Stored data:
+-------+

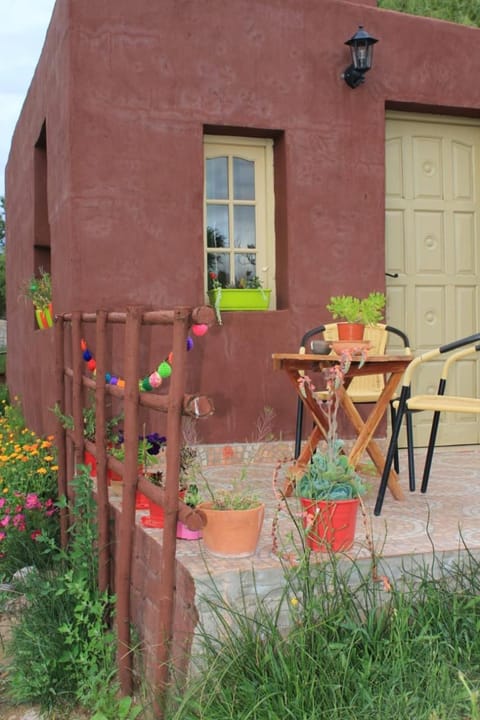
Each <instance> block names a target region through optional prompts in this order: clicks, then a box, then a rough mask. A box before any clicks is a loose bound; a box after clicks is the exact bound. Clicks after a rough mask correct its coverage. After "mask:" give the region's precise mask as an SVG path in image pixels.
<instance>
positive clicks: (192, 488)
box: [183, 483, 202, 508]
mask: <svg viewBox="0 0 480 720" xmlns="http://www.w3.org/2000/svg"><path fill="white" fill-rule="evenodd" d="M201 501H202V499H201V495H200V490H199V489H198V485H197V484H196V483H190V485H189V486H188V487H187V490H186V492H185V496H184V499H183V502H184V503H185V505H188V506H189V507H191V508H195V507H197V505H198V504H199V503H200V502H201Z"/></svg>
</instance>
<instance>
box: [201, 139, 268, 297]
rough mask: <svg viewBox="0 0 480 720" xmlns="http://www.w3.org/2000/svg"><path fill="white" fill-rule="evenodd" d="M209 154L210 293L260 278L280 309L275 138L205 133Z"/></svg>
mask: <svg viewBox="0 0 480 720" xmlns="http://www.w3.org/2000/svg"><path fill="white" fill-rule="evenodd" d="M204 157H205V183H204V185H205V187H204V246H205V291H207V290H209V289H211V287H212V273H213V274H214V276H215V279H216V281H217V282H219V283H220V284H221V285H222V286H223V287H246V286H247V287H248V286H252V284H255V280H256V279H257V278H258V279H259V280H260V281H261V285H262V287H264V288H270V289H271V290H272V302H271V305H270V306H271V307H275V304H274V302H275V300H274V294H275V228H274V192H273V141H272V140H271V139H268V138H247V137H245V138H244V137H227V136H214V135H206V136H205V137H204Z"/></svg>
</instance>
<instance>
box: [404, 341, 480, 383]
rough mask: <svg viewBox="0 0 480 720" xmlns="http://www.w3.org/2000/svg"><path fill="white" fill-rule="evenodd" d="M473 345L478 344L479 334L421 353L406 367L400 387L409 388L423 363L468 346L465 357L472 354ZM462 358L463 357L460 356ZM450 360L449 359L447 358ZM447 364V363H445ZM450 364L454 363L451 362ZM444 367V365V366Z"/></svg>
mask: <svg viewBox="0 0 480 720" xmlns="http://www.w3.org/2000/svg"><path fill="white" fill-rule="evenodd" d="M474 343H479V344H480V333H476V334H475V335H467V336H466V337H464V338H460V339H459V340H454V341H453V342H451V343H447V344H446V345H441V346H440V347H438V348H434V349H433V350H427V352H425V353H422V354H421V355H419V356H418V357H416V358H414V359H413V360H412V362H411V363H410V365H409V366H408V367H407V369H406V371H405V375H404V377H403V381H402V387H409V386H410V384H411V382H412V375H413V373H414V372H415V370H416V368H417V367H418V366H419V365H421V364H422V363H424V362H428V361H429V360H433V359H434V358H437V357H439V356H440V355H442V354H444V353H446V352H450V351H452V350H456V349H457V348H461V347H464V346H465V345H470V346H471V347H469V348H467V351H466V352H465V354H466V355H468V354H469V353H470V352H474V351H475V349H476V347H477V346H476V345H475V344H474ZM462 357H463V356H462ZM456 359H457V360H458V359H460V357H458V358H456ZM449 360H451V358H449ZM447 362H448V361H447ZM452 362H455V360H453V361H452ZM450 365H451V362H450V364H449V365H447V368H446V370H447V372H448V369H449V367H450ZM444 367H445V365H444ZM442 377H443V370H442Z"/></svg>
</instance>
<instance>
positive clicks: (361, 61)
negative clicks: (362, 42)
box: [350, 43, 373, 70]
mask: <svg viewBox="0 0 480 720" xmlns="http://www.w3.org/2000/svg"><path fill="white" fill-rule="evenodd" d="M350 50H351V52H352V63H353V67H354V68H355V69H356V70H370V68H371V67H372V56H373V45H367V44H366V43H362V44H361V45H357V46H356V47H351V48H350Z"/></svg>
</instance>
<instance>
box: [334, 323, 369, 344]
mask: <svg viewBox="0 0 480 720" xmlns="http://www.w3.org/2000/svg"><path fill="white" fill-rule="evenodd" d="M337 332H338V339H339V340H363V333H364V332H365V325H363V324H362V323H345V322H344V323H337Z"/></svg>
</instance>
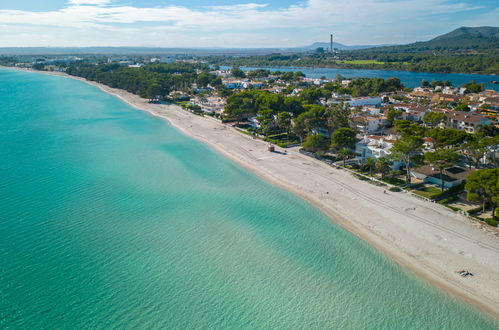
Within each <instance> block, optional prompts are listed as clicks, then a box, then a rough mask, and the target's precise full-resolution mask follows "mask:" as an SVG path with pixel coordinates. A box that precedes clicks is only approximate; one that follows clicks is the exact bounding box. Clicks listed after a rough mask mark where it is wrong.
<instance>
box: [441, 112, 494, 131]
mask: <svg viewBox="0 0 499 330" xmlns="http://www.w3.org/2000/svg"><path fill="white" fill-rule="evenodd" d="M444 113H445V115H446V117H447V123H446V126H447V127H448V128H455V129H457V130H462V131H465V132H467V133H472V134H473V133H475V132H476V131H477V130H478V129H479V128H480V127H482V126H487V125H489V124H490V123H491V122H490V119H489V118H487V117H486V116H484V115H481V114H476V113H471V112H464V111H445V112H444Z"/></svg>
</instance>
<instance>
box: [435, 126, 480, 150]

+-------+

What is needed = Go through the entries and retype each one exactly, skipping any image.

Worked solution =
Each <instance> block names a target region through optional prompts in this order: clicks, then a box, then a rough mask. A box before any clicks is a loose bound; a box after clicks is the exact bound. Clicks after a rough mask correct its coverage. After "mask:" give the region's precise mask as an SVG path in image pixels.
<instance>
positive clicks: (192, 488)
box: [183, 483, 202, 508]
mask: <svg viewBox="0 0 480 720" xmlns="http://www.w3.org/2000/svg"><path fill="white" fill-rule="evenodd" d="M201 501H202V499H201V495H200V490H199V489H198V485H197V484H196V483H190V485H189V486H188V487H187V490H186V492H185V496H184V499H183V502H184V503H185V505H188V506H189V507H191V508H195V507H197V505H198V504H199V503H200V502H201Z"/></svg>
</instance>
<instance>
box: [201, 139, 268, 297]
rough mask: <svg viewBox="0 0 480 720" xmlns="http://www.w3.org/2000/svg"><path fill="white" fill-rule="evenodd" d="M209 154L210 293L260 278L280 309L275 138L205 133Z"/></svg>
mask: <svg viewBox="0 0 480 720" xmlns="http://www.w3.org/2000/svg"><path fill="white" fill-rule="evenodd" d="M204 157H205V183H204V185H205V187H204V246H205V291H207V290H209V289H211V287H212V273H213V274H214V276H215V279H216V281H217V282H219V283H220V284H221V285H222V286H223V287H246V286H247V287H248V286H252V284H255V280H256V279H257V278H258V279H259V280H260V281H261V285H262V287H264V288H270V289H271V290H272V302H271V305H270V306H271V307H275V304H274V302H275V300H274V294H275V228H274V192H273V141H272V140H271V139H268V138H247V137H245V138H244V137H227V136H214V135H206V136H205V137H204Z"/></svg>
</instance>
<instance>
box: [404, 341, 480, 383]
rough mask: <svg viewBox="0 0 480 720" xmlns="http://www.w3.org/2000/svg"><path fill="white" fill-rule="evenodd" d="M473 345L478 344L479 334L421 353L406 367L400 387L409 388L423 363L468 346L465 357L472 354ZM462 358L463 357L460 356ZM450 360L449 359L447 358ZM447 364V363H445ZM450 364L454 363L451 362ZM444 367V365V366Z"/></svg>
mask: <svg viewBox="0 0 480 720" xmlns="http://www.w3.org/2000/svg"><path fill="white" fill-rule="evenodd" d="M474 343H479V344H480V333H476V334H475V335H467V336H466V337H464V338H460V339H459V340H454V341H453V342H451V343H447V344H446V345H441V346H440V347H438V348H434V349H433V350H427V352H425V353H422V354H421V355H419V356H418V357H416V358H414V359H413V360H412V362H411V363H410V365H409V366H408V367H407V369H406V371H405V375H404V377H403V381H402V387H409V386H410V384H411V382H412V375H413V373H414V372H415V370H416V368H417V367H418V366H419V365H421V364H422V363H424V362H428V361H429V360H433V359H434V358H437V357H439V356H440V355H442V354H444V353H446V352H450V351H452V350H456V349H457V348H461V347H464V346H465V345H470V346H471V347H469V348H467V351H466V352H465V354H466V355H468V354H469V353H470V352H474V351H475V349H476V347H477V346H476V345H475V344H474ZM462 357H463V356H462ZM456 359H457V360H458V359H460V357H458V358H456ZM449 360H451V358H449ZM447 362H448V361H447ZM452 362H455V360H453V361H452ZM450 365H451V362H450V364H449V365H447V368H446V370H447V372H448V369H449V367H450ZM444 367H445V365H444ZM442 377H443V370H442Z"/></svg>
</instance>
<instance>
positive clicks: (361, 61)
negative clicks: (362, 42)
box: [350, 43, 373, 70]
mask: <svg viewBox="0 0 480 720" xmlns="http://www.w3.org/2000/svg"><path fill="white" fill-rule="evenodd" d="M350 50H351V52H352V63H353V67H354V68H355V69H356V70H370V68H371V67H372V56H373V45H367V44H366V43H362V44H361V45H357V46H356V47H351V48H350Z"/></svg>
</instance>
<instance>
box: [334, 323, 369, 344]
mask: <svg viewBox="0 0 480 720" xmlns="http://www.w3.org/2000/svg"><path fill="white" fill-rule="evenodd" d="M337 332H338V339H339V340H363V333H364V332H365V325H363V324H362V323H345V322H344V323H337Z"/></svg>
</instance>
Within each <instance> block, optional prompts are listed as clicks, then a box, then a rough mask, and the target's precise full-resolution mask follows "mask:" as an SVG path with pixel coordinates. A box that precedes clicks is only approximate; one that follows clicks is the exact bounding box. Clicks listed after a rough mask mark where it is wrong.
<instance>
box: [441, 112, 494, 131]
mask: <svg viewBox="0 0 499 330" xmlns="http://www.w3.org/2000/svg"><path fill="white" fill-rule="evenodd" d="M444 113H445V115H446V117H447V123H446V126H447V127H448V128H455V129H457V130H462V131H465V132H467V133H472V134H473V133H475V132H476V131H477V130H478V129H479V128H480V127H482V126H487V125H489V124H490V123H491V122H490V119H489V118H487V117H486V116H484V115H481V114H476V113H471V112H464V111H445V112H444Z"/></svg>
</instance>
<instance>
box: [435, 126, 480, 150]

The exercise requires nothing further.